───── Items

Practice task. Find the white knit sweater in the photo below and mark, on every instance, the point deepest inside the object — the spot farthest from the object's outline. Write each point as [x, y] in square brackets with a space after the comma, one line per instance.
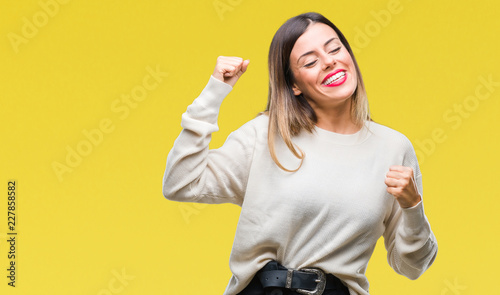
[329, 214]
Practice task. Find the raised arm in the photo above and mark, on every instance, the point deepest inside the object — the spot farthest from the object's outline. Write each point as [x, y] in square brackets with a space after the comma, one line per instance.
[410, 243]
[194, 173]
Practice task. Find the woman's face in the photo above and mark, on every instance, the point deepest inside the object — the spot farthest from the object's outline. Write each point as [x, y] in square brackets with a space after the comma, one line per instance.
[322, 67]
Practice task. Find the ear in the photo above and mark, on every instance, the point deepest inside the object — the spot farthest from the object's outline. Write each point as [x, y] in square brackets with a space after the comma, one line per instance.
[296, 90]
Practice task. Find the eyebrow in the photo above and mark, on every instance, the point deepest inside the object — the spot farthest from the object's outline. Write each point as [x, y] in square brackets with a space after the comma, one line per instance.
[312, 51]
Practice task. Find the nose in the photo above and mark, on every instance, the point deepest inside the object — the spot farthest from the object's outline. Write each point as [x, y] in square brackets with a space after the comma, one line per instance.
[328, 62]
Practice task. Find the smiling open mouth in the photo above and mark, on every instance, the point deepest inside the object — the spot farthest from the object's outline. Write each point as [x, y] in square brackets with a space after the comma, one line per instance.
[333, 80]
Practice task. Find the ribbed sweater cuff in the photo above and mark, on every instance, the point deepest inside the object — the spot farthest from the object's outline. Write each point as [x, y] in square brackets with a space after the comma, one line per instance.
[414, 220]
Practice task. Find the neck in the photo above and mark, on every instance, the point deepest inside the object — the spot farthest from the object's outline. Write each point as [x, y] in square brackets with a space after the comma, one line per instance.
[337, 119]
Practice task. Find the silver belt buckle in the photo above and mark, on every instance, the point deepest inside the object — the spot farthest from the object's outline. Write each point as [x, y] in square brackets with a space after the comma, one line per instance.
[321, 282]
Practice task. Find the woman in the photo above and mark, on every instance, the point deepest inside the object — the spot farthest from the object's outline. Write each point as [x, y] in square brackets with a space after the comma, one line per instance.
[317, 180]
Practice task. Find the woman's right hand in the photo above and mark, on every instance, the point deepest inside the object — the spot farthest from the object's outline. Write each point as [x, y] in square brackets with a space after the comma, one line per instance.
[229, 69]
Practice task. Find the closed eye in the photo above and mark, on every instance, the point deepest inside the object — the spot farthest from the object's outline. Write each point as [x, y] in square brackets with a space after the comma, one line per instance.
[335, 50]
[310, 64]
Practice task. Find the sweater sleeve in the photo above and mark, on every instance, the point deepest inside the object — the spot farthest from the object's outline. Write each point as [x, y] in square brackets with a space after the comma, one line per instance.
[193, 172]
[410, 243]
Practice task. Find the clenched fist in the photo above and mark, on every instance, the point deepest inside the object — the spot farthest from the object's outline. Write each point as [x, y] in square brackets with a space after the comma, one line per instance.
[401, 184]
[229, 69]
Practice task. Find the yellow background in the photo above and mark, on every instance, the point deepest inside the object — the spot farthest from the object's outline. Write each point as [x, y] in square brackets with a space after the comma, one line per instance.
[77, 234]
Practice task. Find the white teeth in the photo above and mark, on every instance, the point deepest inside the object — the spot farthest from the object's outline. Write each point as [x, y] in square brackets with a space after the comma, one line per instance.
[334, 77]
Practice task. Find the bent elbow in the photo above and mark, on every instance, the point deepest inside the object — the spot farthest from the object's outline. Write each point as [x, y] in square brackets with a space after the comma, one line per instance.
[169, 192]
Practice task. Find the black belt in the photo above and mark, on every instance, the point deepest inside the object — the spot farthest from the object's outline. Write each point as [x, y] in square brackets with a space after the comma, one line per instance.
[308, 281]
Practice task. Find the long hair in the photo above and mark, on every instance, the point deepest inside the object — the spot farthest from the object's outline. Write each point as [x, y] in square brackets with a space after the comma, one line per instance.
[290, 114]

──────────
───── Items

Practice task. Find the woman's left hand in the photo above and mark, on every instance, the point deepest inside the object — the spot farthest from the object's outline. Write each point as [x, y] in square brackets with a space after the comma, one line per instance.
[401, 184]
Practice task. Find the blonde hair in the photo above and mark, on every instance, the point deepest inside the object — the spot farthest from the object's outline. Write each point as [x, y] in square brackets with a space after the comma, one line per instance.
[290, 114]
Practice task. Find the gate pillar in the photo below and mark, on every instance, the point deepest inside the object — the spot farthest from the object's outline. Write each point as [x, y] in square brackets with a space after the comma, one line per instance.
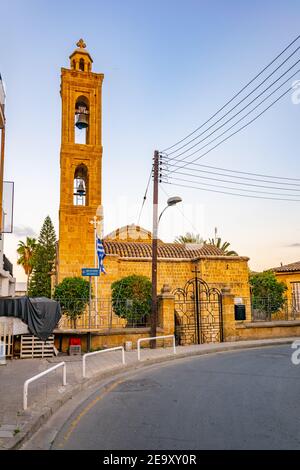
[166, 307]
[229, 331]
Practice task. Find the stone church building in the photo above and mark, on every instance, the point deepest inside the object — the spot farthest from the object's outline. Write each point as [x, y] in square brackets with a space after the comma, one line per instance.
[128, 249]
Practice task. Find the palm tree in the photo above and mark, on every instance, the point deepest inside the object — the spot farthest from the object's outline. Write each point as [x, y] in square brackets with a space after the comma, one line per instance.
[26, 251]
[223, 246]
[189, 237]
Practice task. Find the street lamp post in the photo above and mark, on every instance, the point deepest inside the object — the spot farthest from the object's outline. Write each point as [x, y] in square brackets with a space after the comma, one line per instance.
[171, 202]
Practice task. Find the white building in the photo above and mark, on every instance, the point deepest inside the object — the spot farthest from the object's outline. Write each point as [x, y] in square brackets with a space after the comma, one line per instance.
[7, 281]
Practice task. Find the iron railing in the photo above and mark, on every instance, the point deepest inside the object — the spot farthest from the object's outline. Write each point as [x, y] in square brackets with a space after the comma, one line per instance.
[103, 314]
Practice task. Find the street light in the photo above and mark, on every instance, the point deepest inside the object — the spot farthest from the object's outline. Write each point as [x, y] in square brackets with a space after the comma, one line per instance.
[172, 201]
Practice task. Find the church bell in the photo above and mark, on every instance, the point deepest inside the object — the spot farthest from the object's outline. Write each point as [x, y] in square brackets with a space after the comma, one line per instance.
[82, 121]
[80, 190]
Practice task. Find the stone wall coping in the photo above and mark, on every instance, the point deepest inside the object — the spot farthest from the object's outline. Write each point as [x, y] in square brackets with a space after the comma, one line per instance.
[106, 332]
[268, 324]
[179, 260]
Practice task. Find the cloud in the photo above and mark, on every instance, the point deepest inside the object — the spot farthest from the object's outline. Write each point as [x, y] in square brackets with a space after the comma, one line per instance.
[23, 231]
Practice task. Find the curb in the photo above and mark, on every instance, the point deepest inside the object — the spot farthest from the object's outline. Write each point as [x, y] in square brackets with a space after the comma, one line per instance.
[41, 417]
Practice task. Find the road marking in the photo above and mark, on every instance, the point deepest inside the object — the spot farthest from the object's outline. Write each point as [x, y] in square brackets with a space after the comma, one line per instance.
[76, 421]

──────────
───── Items

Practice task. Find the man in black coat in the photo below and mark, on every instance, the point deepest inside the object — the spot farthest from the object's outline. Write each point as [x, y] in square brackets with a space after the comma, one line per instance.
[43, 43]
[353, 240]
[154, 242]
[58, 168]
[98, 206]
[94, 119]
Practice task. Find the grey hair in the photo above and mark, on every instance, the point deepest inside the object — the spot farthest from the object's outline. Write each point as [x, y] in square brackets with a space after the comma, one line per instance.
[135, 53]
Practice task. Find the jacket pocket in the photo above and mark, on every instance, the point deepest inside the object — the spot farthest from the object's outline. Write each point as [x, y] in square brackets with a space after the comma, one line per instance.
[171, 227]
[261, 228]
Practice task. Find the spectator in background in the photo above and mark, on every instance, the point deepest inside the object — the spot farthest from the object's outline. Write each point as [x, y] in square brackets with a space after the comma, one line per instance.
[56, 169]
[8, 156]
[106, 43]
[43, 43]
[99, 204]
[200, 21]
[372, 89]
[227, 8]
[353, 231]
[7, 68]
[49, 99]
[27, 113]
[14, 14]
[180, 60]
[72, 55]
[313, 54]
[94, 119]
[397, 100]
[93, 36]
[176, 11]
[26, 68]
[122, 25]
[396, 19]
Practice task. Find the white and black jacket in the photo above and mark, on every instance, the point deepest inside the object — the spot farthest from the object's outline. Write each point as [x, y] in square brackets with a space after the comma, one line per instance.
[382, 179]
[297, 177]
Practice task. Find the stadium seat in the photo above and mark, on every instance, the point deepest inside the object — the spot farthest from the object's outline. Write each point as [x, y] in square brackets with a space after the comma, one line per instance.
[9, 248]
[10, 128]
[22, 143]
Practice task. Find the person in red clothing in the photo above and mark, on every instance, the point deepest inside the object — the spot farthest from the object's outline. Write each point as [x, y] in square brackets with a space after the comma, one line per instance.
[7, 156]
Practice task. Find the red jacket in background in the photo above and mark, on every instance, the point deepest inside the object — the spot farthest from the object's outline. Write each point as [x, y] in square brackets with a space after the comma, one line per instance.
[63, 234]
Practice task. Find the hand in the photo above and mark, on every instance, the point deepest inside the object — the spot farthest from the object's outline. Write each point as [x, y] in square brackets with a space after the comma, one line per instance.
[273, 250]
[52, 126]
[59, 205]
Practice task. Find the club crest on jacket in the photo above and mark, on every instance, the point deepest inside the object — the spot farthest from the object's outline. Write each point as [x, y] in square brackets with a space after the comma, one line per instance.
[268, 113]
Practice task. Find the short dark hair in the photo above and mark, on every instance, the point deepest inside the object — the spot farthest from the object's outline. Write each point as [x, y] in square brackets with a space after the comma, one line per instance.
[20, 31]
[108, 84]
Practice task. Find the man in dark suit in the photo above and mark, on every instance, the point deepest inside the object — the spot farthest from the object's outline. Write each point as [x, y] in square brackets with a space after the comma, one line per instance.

──────────

## What you have to do
Can you copy out, word for word, everything from the row containing "Practice task. Find the person" down to the row containing "Practice task. Find the man in dark", with both of those rows included?

## Solution
Practice task. Find the person in red clothing in the photo above and mark, on every instance, the point deepest inside the object — the spot farthest from the object's outline. Write each point as [x, y] in square brackets with a space after the comma, one line per instance.
[7, 156]
Practice task. Find the red jacket in background in the photo above and mark, on every instance, the point deepest inside the object — the spot farthest from the object's outline. Write each point as [x, y] in square brackets with a space after the comma, one line per instance.
[63, 234]
Practice task. Find the hand in the photo above and mark, on every instance, the point deepest inside the object — the spot farthest from the object's outline. Write each point as [x, y] in square brackets with a space after the comma, one line per instance.
[273, 250]
[52, 126]
[59, 205]
Practice task. Find the club crest on jacket in the photo above and mark, on every instance, the point deepest inside the object — the spot farthest from the object's outline. Write each point as [x, y] in square brackets with a space after the comma, one line per instance.
[268, 113]
Practice task. Find the short dark hair in the photo above and mark, on every instance, the point deepest inside the object — the spot farthest from the object's outline. Write each point as [x, y] in square brackets with a space after the comma, one line per instance.
[20, 31]
[108, 84]
Practice task. Find the man in dark suit in the photo above and mark, on every instance, the point deepest inside the object — the spot farthest from the object's outline. Write each point as [x, y] in square brackets with a space after the comma, one line per instance.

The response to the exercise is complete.